Given data.
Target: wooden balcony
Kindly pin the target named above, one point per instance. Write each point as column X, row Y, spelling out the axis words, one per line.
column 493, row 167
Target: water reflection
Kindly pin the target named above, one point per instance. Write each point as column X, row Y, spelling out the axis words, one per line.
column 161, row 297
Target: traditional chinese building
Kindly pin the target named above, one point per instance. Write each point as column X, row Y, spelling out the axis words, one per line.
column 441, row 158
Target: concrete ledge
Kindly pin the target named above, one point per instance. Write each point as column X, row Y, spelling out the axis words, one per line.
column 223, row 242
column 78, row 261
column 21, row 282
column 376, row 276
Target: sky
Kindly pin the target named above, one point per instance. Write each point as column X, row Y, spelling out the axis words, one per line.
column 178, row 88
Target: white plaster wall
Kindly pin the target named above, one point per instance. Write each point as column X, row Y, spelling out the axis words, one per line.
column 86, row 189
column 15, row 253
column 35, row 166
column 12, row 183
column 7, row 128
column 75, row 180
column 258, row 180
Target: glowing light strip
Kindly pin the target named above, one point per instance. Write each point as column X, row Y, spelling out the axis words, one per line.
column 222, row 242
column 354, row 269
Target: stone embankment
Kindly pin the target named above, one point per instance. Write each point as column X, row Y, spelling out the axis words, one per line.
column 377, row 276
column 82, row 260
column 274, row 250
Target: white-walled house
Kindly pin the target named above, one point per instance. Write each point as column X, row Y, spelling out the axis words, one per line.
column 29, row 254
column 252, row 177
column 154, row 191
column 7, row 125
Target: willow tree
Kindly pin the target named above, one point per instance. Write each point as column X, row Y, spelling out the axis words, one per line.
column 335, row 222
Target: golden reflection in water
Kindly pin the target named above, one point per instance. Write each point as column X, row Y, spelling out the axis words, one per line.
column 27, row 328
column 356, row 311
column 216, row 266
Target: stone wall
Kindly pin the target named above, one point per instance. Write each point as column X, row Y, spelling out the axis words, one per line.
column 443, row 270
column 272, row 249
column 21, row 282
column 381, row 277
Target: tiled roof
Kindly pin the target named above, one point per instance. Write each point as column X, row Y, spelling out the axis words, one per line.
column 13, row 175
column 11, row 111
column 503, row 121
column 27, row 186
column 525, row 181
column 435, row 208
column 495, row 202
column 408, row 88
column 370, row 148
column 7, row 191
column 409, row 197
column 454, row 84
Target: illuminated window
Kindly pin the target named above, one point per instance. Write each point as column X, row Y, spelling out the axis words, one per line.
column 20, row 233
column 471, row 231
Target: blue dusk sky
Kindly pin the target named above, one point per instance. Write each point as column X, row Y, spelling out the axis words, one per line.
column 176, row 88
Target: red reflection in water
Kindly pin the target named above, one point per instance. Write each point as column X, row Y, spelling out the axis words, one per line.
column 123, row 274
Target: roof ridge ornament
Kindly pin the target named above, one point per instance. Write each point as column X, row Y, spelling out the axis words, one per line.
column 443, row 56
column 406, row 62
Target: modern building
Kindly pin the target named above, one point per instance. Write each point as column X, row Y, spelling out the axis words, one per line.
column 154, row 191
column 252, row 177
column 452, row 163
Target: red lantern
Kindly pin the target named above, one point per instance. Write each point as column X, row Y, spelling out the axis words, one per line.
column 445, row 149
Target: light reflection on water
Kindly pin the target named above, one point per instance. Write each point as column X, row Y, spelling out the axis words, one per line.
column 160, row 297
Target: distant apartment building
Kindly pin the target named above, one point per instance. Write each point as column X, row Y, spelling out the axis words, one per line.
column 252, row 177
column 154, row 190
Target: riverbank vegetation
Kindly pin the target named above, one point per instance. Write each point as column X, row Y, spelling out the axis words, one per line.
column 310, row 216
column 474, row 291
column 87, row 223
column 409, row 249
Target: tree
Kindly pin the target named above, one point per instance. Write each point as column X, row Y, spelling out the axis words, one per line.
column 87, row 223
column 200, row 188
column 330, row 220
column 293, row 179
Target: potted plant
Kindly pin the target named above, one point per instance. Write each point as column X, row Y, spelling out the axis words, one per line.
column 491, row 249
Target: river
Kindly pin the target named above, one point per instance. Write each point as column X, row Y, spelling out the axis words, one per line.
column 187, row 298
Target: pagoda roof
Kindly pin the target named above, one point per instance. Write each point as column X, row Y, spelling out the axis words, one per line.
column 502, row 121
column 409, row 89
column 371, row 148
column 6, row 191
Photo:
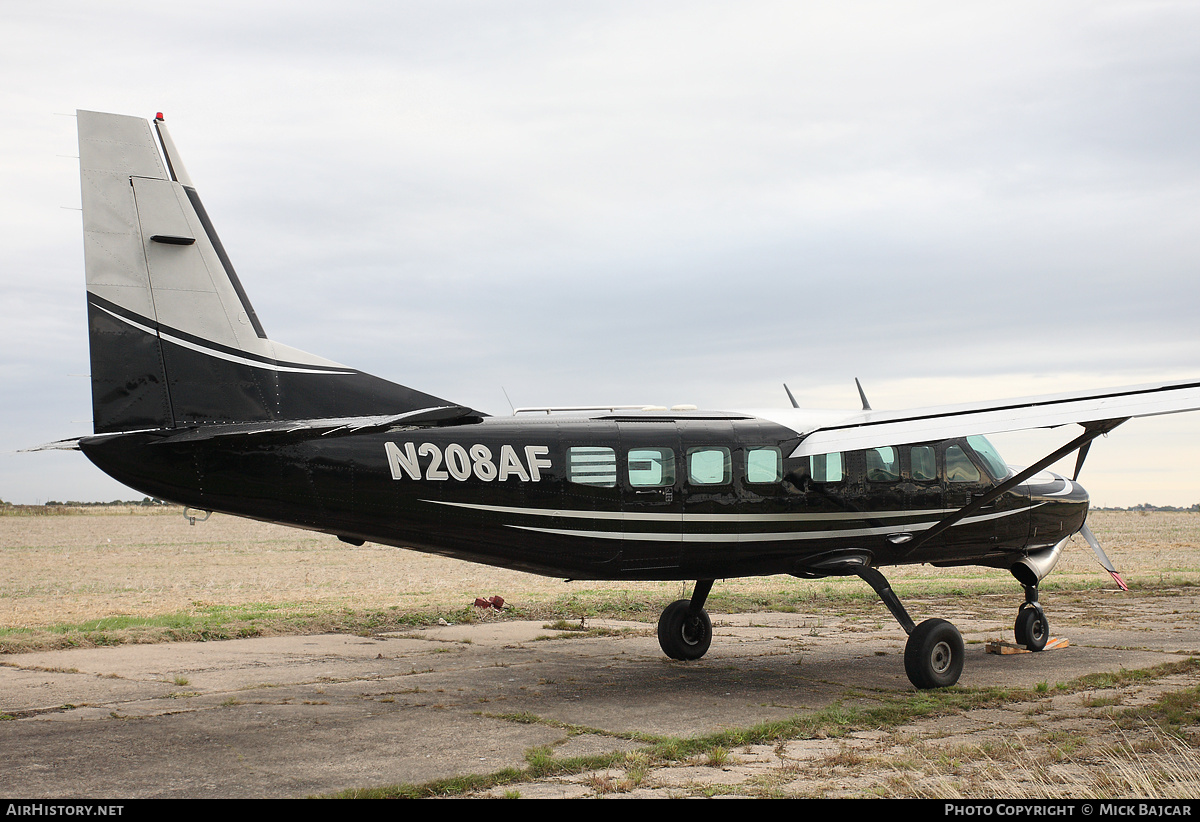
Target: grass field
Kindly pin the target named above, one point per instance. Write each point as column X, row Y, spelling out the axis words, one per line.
column 109, row 575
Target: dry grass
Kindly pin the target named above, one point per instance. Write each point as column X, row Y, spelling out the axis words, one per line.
column 105, row 563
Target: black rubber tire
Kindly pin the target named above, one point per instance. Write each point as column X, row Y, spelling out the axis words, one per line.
column 933, row 658
column 682, row 635
column 1032, row 629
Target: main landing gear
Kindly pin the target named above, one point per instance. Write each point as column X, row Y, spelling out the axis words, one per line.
column 684, row 629
column 933, row 657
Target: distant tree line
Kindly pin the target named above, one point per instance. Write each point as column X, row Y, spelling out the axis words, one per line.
column 72, row 503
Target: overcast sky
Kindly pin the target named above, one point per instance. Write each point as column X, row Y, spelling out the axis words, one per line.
column 643, row 202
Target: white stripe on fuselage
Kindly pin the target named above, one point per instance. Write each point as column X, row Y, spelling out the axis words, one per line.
column 753, row 537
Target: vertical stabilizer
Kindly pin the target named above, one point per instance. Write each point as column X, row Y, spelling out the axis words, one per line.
column 174, row 340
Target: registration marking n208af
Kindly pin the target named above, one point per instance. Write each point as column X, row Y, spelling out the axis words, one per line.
column 461, row 462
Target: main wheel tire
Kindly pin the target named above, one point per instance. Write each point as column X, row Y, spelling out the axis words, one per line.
column 933, row 658
column 1032, row 629
column 683, row 635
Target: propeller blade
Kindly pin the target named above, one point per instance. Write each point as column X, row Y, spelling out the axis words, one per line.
column 1103, row 557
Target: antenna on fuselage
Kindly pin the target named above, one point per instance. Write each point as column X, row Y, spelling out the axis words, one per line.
column 795, row 405
column 867, row 406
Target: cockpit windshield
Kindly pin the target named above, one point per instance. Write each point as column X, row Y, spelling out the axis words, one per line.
column 990, row 456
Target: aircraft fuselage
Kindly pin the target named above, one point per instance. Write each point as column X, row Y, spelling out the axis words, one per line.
column 636, row 497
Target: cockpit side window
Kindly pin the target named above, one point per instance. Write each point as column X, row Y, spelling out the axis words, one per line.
column 765, row 465
column 882, row 465
column 826, row 468
column 959, row 467
column 990, row 457
column 923, row 461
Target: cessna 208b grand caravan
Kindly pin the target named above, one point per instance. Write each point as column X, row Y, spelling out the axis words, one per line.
column 193, row 403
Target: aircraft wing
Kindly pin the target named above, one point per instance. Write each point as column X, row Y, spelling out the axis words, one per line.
column 871, row 429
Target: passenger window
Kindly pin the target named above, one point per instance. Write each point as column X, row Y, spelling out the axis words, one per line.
column 592, row 466
column 923, row 462
column 882, row 465
column 708, row 466
column 826, row 467
column 765, row 465
column 651, row 467
column 959, row 467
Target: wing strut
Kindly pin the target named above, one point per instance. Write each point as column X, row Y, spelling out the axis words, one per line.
column 1091, row 431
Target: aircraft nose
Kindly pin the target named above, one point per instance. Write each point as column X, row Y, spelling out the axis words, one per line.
column 1047, row 487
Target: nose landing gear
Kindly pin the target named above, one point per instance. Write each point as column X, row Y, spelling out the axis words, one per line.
column 1032, row 628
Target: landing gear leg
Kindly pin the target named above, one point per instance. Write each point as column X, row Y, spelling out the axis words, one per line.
column 684, row 628
column 1032, row 628
column 933, row 657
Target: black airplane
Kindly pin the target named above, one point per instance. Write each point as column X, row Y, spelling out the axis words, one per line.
column 193, row 403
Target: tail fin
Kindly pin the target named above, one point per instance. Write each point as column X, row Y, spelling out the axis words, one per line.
column 174, row 340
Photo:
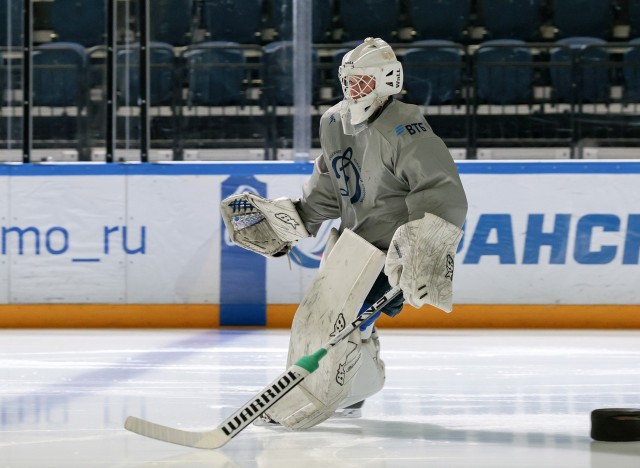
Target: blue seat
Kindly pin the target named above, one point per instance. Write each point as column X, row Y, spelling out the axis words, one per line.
column 81, row 22
column 504, row 72
column 440, row 19
column 228, row 20
column 634, row 19
column 580, row 58
column 432, row 72
column 215, row 73
column 278, row 79
column 369, row 18
column 170, row 21
column 338, row 54
column 631, row 71
column 512, row 19
column 11, row 16
column 282, row 19
column 586, row 18
column 162, row 72
column 60, row 75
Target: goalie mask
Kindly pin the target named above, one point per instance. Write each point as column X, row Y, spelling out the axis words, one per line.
column 368, row 75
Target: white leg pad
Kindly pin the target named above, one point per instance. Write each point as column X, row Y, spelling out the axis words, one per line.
column 333, row 300
column 370, row 377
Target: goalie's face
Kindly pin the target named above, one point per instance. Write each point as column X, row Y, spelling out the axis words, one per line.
column 356, row 87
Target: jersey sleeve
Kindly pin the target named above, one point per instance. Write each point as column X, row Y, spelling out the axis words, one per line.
column 434, row 183
column 319, row 200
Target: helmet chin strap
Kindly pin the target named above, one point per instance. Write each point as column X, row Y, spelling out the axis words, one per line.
column 362, row 120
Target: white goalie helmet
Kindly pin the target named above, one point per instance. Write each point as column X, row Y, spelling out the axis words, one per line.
column 368, row 75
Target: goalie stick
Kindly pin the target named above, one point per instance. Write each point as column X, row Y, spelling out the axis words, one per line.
column 260, row 403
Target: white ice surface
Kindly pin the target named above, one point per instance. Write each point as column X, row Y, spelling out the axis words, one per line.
column 452, row 399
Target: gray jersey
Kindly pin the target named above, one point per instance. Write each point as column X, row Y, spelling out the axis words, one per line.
column 394, row 171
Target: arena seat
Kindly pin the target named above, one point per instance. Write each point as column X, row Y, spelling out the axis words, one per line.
column 432, row 72
column 631, row 72
column 512, row 19
column 162, row 75
column 504, row 72
column 60, row 75
column 215, row 73
column 11, row 16
column 282, row 19
column 233, row 21
column 368, row 18
column 634, row 19
column 278, row 80
column 171, row 20
column 80, row 22
column 587, row 55
column 583, row 18
column 440, row 19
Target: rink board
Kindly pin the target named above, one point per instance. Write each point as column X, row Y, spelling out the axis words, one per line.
column 546, row 244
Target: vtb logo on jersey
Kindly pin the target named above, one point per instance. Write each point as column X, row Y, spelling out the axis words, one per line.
column 347, row 173
column 411, row 129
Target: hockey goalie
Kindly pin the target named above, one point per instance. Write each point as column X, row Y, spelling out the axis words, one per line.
column 396, row 190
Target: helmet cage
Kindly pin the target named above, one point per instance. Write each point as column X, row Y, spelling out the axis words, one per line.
column 386, row 81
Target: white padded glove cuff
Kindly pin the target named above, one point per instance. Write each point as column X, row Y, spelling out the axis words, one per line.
column 421, row 259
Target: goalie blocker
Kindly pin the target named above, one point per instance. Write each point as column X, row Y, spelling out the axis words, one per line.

Directive. Please set out the records from the line with "Target: pagoda roof" up to and including the line with "column 105, row 563" as a numbered list, leaving out any blank lines. Keep the pictures out of your answer.

Worked answer.
1. Target: pagoda roof
2. Kindly pin the target named above, one point per instance. Write each point as column X, row Y, spelling out the axis words, one per line.
3. column 502, row 121
4. column 409, row 89
5. column 371, row 148
6. column 6, row 191
7. Photo:
8. Target: grass field
9. Kindly pin the target named above, one point per instance. Write each point as column X, row Y, spelling out the axis words, one per line.
10. column 109, row 575
11. Target: dry grass
12. Kindly pin the target named above, one point per instance. Write each point as column X, row Y, spelling out the axis words, one per line.
13. column 105, row 563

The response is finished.